## What is needed
Format the records from the line containing "Expected: a point placed on each instance of the white polo" through the end of the records as a Markdown table with the columns Row and Line, giving each line its own numbered row and leaving out blank lines.

— Begin —

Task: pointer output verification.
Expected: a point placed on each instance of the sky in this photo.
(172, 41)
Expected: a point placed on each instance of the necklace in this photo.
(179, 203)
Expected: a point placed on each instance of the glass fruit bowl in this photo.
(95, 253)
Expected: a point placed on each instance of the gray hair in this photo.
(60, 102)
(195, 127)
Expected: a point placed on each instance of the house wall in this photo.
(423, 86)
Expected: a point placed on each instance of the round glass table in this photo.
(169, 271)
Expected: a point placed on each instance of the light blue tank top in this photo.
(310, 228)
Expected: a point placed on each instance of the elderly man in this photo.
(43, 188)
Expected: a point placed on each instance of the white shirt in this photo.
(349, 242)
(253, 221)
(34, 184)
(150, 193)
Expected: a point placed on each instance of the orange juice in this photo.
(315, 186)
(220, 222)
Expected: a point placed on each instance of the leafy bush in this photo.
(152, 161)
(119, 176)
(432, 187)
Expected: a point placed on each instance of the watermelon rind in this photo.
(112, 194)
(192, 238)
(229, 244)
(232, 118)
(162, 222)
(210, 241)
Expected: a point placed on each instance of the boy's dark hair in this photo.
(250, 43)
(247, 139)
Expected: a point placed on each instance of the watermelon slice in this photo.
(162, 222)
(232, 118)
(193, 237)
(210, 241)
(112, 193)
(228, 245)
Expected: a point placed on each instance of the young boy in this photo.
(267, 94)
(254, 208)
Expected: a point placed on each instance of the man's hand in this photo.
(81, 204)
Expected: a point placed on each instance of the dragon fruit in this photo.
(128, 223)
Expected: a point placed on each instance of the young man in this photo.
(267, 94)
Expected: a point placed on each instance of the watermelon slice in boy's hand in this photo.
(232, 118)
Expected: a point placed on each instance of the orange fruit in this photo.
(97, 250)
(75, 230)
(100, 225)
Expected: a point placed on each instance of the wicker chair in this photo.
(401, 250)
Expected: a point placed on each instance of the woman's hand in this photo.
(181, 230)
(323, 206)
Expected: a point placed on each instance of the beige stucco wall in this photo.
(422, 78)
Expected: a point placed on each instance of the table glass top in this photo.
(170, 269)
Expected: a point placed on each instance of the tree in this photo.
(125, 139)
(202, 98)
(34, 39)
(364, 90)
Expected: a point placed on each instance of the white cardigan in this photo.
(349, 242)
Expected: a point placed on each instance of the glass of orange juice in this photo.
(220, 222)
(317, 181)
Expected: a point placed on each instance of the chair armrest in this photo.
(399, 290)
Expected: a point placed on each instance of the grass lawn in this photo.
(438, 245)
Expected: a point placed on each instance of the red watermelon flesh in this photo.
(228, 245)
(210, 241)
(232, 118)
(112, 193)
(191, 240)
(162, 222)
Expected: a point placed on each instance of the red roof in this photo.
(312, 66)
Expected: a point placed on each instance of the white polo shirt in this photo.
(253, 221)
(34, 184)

— End —

## Written response
| Row | Line |
|---|---|
| 1 | Expected: a point placed on each instance of the white polo shirt in this photo. |
| 2 | (253, 221) |
| 3 | (34, 184) |